Exercise directions - Locate each line of the rows below that contains the word "face" and copy it out. Letter case matters.

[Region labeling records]
START
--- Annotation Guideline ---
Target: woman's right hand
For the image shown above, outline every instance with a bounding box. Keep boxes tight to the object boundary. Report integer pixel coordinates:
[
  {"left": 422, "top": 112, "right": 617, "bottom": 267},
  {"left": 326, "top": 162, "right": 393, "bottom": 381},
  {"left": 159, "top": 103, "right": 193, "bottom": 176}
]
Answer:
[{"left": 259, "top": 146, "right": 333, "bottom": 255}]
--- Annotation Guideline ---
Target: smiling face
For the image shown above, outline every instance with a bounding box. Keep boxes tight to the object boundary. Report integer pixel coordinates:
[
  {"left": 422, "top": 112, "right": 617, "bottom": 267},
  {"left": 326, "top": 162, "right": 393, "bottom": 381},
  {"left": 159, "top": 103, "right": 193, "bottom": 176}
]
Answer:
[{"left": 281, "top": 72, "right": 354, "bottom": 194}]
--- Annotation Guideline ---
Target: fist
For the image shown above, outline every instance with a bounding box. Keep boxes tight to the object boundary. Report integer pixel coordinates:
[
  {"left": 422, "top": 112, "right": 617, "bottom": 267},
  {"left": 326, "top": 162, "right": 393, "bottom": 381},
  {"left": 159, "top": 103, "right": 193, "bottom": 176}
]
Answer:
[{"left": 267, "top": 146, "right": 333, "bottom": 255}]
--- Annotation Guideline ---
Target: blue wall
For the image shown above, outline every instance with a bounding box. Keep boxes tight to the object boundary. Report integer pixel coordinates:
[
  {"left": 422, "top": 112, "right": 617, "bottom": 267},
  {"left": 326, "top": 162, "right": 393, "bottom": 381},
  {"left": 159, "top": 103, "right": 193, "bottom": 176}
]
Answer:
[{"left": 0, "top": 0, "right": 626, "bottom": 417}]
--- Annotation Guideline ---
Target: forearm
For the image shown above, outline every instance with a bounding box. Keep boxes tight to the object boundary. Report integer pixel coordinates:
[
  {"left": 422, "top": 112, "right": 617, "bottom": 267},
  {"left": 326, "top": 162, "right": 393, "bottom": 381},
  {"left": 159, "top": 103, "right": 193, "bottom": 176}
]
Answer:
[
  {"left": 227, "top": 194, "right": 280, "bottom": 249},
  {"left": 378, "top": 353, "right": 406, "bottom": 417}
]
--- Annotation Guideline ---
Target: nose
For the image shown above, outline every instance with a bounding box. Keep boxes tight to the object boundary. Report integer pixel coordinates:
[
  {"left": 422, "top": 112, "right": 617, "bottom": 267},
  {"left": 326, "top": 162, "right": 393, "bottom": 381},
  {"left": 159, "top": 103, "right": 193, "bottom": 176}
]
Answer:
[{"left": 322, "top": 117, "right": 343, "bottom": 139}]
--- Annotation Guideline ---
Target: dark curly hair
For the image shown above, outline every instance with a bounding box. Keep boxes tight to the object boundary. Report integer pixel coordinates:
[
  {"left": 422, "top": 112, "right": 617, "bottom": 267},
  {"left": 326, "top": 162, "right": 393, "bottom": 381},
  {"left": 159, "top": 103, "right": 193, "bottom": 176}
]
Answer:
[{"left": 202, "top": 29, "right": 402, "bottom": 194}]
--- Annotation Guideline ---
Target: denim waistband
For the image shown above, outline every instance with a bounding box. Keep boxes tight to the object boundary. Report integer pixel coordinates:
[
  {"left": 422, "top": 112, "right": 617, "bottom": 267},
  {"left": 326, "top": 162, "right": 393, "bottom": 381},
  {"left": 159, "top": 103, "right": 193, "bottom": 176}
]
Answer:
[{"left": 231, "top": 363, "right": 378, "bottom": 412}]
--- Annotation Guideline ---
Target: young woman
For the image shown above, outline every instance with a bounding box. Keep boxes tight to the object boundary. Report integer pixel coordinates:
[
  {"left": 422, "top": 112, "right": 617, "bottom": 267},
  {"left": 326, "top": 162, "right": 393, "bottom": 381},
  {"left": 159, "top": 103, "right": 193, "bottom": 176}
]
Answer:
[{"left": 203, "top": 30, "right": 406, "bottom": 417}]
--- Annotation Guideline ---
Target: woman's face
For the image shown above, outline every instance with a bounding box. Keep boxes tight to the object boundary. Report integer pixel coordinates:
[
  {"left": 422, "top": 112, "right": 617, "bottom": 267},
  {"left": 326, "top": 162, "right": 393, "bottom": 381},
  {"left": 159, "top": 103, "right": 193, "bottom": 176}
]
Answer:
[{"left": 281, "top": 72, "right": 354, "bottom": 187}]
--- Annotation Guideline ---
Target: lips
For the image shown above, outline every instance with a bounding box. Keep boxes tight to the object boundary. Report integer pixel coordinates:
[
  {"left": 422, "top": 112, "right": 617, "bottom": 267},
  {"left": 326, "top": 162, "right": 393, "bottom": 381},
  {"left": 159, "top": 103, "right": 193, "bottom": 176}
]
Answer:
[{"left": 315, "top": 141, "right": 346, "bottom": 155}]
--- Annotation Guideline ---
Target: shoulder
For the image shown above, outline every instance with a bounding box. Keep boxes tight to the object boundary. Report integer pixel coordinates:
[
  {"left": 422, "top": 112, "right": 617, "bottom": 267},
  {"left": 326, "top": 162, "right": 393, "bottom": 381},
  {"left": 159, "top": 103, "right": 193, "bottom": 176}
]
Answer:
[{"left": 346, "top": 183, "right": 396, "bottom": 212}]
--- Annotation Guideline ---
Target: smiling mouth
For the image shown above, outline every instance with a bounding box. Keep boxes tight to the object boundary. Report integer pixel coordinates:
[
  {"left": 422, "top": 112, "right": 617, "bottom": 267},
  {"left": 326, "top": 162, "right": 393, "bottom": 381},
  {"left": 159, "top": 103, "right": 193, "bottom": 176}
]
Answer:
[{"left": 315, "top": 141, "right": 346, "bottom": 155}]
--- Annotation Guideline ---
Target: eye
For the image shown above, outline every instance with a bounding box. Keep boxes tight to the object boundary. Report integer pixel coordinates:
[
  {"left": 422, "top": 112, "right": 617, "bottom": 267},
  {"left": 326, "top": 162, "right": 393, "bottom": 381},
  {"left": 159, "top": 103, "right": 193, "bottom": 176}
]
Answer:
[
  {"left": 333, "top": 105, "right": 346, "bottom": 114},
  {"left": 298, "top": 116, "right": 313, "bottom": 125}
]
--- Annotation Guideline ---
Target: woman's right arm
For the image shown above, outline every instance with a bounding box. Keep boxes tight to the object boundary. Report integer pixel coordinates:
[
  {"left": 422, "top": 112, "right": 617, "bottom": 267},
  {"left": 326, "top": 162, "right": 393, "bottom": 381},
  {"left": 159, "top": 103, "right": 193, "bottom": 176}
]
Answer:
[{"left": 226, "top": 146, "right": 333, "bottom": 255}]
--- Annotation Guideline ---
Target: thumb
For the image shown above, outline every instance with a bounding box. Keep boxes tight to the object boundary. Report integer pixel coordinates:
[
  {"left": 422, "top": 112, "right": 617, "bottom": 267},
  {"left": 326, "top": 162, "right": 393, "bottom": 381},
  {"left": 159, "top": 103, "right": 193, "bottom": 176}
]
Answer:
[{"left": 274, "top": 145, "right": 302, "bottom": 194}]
END
Exercise answer -
Target: smiling face
Target: woman's face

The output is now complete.